ACTIVITY:
With no omissions, write out every record given below.

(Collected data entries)
-*-

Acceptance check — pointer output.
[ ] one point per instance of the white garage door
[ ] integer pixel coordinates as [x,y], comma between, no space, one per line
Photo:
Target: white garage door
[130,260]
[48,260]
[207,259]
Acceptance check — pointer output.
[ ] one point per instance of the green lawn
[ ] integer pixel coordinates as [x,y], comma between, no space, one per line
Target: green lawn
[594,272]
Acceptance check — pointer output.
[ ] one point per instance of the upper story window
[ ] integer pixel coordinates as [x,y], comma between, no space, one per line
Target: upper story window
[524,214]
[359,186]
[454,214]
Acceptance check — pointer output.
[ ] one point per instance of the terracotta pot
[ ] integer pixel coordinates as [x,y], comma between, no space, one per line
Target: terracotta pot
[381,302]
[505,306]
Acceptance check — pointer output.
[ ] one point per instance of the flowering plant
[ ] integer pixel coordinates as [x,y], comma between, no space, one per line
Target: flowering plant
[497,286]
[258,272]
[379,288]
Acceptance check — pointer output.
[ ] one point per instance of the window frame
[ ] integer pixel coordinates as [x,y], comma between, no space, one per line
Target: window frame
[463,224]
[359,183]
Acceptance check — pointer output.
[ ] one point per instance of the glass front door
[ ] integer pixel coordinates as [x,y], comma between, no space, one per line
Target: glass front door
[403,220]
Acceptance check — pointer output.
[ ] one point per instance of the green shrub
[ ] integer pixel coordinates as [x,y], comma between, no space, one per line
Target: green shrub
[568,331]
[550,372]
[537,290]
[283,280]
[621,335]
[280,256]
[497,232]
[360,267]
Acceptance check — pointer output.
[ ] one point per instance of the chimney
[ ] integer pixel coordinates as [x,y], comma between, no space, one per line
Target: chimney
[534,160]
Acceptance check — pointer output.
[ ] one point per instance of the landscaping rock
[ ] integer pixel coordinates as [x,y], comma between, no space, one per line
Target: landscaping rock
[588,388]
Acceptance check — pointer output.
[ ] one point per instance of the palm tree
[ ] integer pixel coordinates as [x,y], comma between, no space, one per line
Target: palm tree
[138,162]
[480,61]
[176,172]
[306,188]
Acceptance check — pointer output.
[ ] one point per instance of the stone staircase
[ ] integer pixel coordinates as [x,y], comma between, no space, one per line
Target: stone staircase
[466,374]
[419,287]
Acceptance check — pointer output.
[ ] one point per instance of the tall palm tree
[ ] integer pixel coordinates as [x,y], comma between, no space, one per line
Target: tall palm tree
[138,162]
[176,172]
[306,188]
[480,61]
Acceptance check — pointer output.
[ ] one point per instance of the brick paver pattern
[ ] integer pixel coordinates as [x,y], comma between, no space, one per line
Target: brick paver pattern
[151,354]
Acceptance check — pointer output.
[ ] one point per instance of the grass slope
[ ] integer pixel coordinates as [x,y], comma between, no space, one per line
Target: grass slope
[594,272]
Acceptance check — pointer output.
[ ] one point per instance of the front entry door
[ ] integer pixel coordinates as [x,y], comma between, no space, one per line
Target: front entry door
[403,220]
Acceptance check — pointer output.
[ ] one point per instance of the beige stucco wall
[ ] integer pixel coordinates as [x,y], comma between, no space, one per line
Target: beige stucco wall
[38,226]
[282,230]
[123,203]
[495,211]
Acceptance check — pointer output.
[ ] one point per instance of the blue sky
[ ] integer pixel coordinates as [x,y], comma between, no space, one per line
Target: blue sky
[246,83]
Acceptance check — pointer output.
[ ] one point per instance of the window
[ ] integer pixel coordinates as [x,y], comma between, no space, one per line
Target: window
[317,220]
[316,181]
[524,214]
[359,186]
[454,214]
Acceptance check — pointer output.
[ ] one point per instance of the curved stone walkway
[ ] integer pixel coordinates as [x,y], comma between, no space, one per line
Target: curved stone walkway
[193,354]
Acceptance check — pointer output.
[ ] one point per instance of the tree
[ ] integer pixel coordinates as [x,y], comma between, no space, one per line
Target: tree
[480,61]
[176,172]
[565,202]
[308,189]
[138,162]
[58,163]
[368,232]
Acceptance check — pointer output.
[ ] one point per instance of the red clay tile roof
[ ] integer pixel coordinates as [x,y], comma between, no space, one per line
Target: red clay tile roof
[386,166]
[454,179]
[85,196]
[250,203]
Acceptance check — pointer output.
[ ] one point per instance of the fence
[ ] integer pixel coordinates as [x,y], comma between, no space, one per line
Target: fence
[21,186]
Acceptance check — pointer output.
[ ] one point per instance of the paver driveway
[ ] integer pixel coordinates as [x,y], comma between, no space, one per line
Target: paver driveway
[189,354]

-*-

REPLY:
Acceptance check — pointer output.
[ ] one point per instance of the white garage door
[ ] integer pixel coordinates as [x,y], comma between, no space, one per line
Photo:
Target: white garage door
[130,260]
[48,260]
[207,259]
Acceptance check — pointer output.
[ ] one point per instance of the green lawn
[ ] integer pixel coordinates as [x,y], comma between, no space, one per line
Target: green lawn
[594,272]
Acceptance check — pointer output.
[ ] one point per instance of the upper story window
[ ] integer pixel coordinates as [x,y], comma between, no space, one per line
Target: upper story window
[524,214]
[359,186]
[454,214]
Acceptance check — pointer output.
[ ] one point per instance of the terracotta pot
[ ] integer pixel coordinates as [x,y], comma between, no space, one per line
Target: terracotta pot
[381,302]
[505,306]
Acceptance check — pointer output.
[ ] one point per instance of the flowering plant
[ ] integer pixel coordinates as [x,y], comma between, no space, one per line
Target: flowering plant
[497,286]
[258,272]
[379,288]
Acceptance check — pointer output.
[ ] one point per instance of the window frame
[ ] integer pixel coordinates as [x,y], comma between, no space, one per line
Target: window frame
[463,224]
[359,183]
Acceptance check — pointer output.
[ ] one point per instance of the glass front door
[ ] integer pixel coordinates as [x,y], comma between, no space, one per line
Target: glass front door
[403,220]
Acceptance check — pointer output.
[ ] one point per instance of the green shrub
[ ] integer pixel coordinates as [x,y], comma between, no space, one per line
Target: green shrub
[568,331]
[550,372]
[537,290]
[283,280]
[621,335]
[280,256]
[497,232]
[360,267]
Acceptance check — pointer output.
[ ] one point per instance of the chimney
[ ] integer pixel coordinates as [x,y], comma between, no space, one per line
Target: chimney
[534,160]
Acceptance check — pointer output.
[ ] one point per instance of the landscaping rock
[ ] integer pixel coordinates as [x,y], comma between, no space, one per line
Target: landscaping rock
[588,388]
Acceptance check — pointer output.
[ ] one point per instance of the palm tree
[ ] integer pixel coordinates as [x,y], comma between, no space, one per line
Target: palm tree
[138,162]
[480,61]
[176,172]
[306,188]
Acceptance check — pointer output.
[ ] one point per instance of the stone staircase
[ ] integer pixel coordinates as [x,y], comma between, no space, one per line
Target: stone staircase
[466,374]
[419,287]
Acceptance check — pointer output.
[ ] one point per instance of the tall palm tree
[ ] integer pixel coordinates as [x,y], comma between, no space, one per line
Target: tall palm tree
[138,162]
[176,172]
[306,188]
[480,61]
Acceptance check — pointer output.
[ ] one point per instance of the brick paver pattern
[ ] integer pixel coordinates as [x,y], comma between, no space, one per line
Target: brick paver pattern
[151,354]
Acceptance check — pointer output.
[ ] one point per instance of the grass slope
[ ] integer pixel coordinates as [x,y], comma between, no space, one per line
Target: grass slope
[594,272]
Acceptance check — pointer output.
[ ] one point per instance of the front entry door
[ ] integer pixel coordinates as [x,y], comma between, no space, one per line
Target: front entry door
[403,220]
Acceptance check — pointer output.
[ ] one point per instance of the beige stucco wall
[ ] integer pixel coordinates as [x,y], comma between, no space, one per line
Target: beige stucco wall
[38,226]
[282,230]
[123,203]
[495,211]
Acceptance check — pointer output.
[ ] one point per instance of the blue sky
[ ] integer pixel coordinates as [x,y], comma between, no space, one per line
Target: blue sky
[246,83]
Acceptance check — pointer output.
[ ] one point per instance of the window
[ ] integer pixel coordinates as [x,y], comma between, no space, one per line
Target: window
[317,220]
[316,181]
[524,214]
[359,186]
[454,214]
Acceptance check — pointer output.
[ ] one point per instance of the curved stone walkway
[ ] integer pixel coordinates as [x,y], comma between, no space, one per line
Target: curved stone walkway
[193,354]
Acceptance check — pointer output.
[ ] one point per instance of the tree
[ ] integer pixel coordinates as [x,y], comma between, no space, one per line
Target: tree
[480,61]
[176,172]
[565,202]
[308,189]
[138,162]
[58,163]
[368,232]
Acceptance check — pointer output.
[ ] one point per instance of the red clay tile roof
[ ] integer pixel coordinates as [x,y], comma between, no space, one per line
Target: red clay tile roof
[386,166]
[454,179]
[85,196]
[250,203]
Acceptance check — pointer output.
[ ] one point per instance of the fence
[ ] integer pixel coordinates as [x,y], comma between, no space, one per line
Target: fence
[21,186]
Acceptance check — pointer output.
[ ] one point per instance of the paver driveway
[ ] integer pixel coordinates as [x,y], comma between, no space, one per line
Target: paver driveway
[189,354]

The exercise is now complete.